So, let's get serious, my intuition is that KL-divergence from a global prior (which is a normal distribution) should get higher as the posterior is trained to encode useful information. At the same time, it makes an entropy of the posterior lower (it's more and more certain about the latent state (code) as it learns). On the other hand, KL-divergence between the posterior and a prior from a transition model should get lower as the transition model learns to predict future latent states (codes) more and more accurately. loss (negative ELBO) needs to get lower, but all the log prob. needs to get higher. @danijar please confirm that it holds for PlaNet. Also, I still don't understand if it's correct that summaries has so small ranges in y-axis (see my comment above). @danijar also thank you for your explanation about beta-VAE, I didn't catch that.

Also, @astronautas please post openloop and closedloop/prior predictions as those are interesting too (or even more interesting). closedloop/posterior in 0-step prediction (encode and decode the frame), closedloop/prior is 1-step future prediction (+ decode) and openloop is n-step future prediction (+ decode). I start to gather interesting results from my hyper-param tuning for Boxing. I'll post the results have tomorrow or next week after Easter holidays.

astronautas commented 5 years ago

Here's some results from my latest run (divergence scale 1e-4, learning rate 0.5e-3):

Openloop:

Closedloop posterior: closedlooprior

Closedloop prior: closedlooprior

Entropy: entropy

Correct if I am wrong guys but the posterior entropy should be decreasing, and log_probs should all be increasing, am I right?

Thanks!

danijar commented 5 years ago

The entropy and losses don't necessarily have to decrease during training, because the agent is collecting new data that could be surprising. I would mostly look at the openloop images summaries and the predicted reward trajectories (another image summary).

@piojanu I don't have a fan page, unfortunately :D I'm not sure if your intuition is correct regarding the KL. the KL to the global prior may be roughly constant throughout training.

REQUIREMENTS
1: In the PlaNet discussion, what divergence scale and learning rate did astronautas use in the latest run?
2: Reproduce everything in the PlaNet discussion from "Correct if I" down to "(another image summary).".
3: Summarize the PlaNet discussion in two sentences.

DATASET CONTENT
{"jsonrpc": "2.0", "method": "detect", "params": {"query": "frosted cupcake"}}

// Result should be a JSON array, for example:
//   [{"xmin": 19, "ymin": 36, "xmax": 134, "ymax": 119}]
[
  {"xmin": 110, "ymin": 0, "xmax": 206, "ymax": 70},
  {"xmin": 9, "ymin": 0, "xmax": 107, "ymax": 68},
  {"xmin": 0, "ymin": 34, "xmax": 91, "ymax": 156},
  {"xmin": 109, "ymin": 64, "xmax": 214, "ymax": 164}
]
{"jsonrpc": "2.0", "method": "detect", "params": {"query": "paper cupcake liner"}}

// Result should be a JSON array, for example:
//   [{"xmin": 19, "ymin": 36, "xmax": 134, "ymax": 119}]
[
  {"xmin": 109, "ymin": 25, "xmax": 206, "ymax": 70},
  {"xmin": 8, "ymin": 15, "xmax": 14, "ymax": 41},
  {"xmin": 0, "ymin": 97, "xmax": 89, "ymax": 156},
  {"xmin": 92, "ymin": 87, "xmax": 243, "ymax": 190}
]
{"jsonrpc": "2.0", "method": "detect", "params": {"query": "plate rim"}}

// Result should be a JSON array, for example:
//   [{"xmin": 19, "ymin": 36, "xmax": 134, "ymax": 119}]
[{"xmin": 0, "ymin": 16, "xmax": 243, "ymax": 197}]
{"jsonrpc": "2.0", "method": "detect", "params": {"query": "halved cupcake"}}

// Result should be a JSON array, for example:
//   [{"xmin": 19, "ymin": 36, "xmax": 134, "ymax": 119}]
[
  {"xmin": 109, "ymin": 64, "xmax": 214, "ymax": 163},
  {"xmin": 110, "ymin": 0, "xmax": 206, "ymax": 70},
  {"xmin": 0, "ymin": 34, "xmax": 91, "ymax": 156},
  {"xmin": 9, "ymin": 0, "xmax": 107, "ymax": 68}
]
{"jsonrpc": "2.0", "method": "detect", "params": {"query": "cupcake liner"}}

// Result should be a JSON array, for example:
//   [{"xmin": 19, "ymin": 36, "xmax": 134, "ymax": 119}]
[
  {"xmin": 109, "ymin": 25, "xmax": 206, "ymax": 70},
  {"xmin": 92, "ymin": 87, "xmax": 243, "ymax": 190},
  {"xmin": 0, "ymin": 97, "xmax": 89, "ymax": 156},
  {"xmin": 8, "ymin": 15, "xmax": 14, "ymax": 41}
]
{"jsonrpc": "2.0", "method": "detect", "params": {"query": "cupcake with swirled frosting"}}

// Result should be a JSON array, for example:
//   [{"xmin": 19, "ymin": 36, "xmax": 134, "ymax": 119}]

EXPECTED ANSWERS
1: A divergence scale of 1e-4 and a learning rate of 0.5e-3.

2:
Correct if I am wrong guys but the posterior entropy should be decreasing, and log_probs should all be increasing, am I right?

Thanks!

danijar commented 5 years ago

The entropy and losses don't necessarily have to decrease during training, because the agent is collecting new data that could be surprising. I would mostly look at the openloop images summaries and the predicted reward trajectories (another image summary).

3: One participant suggests that during training the KL-divergence from the global prior should rise and the KL-divergence to the transition-model prior should fall, and astronautas shares results from a run with a divergence scale of 1e-4 and a learning rate of 0.5e-3, asking whether posterior entropy should decrease and log probabilities should increase. danijar replies that entropy and losses need not decrease because the agent collects new data that could be surprising, recommends mostly watching the openloop image summaries and predicted reward trajectories, and notes that the KL to the global prior may stay roughly constant.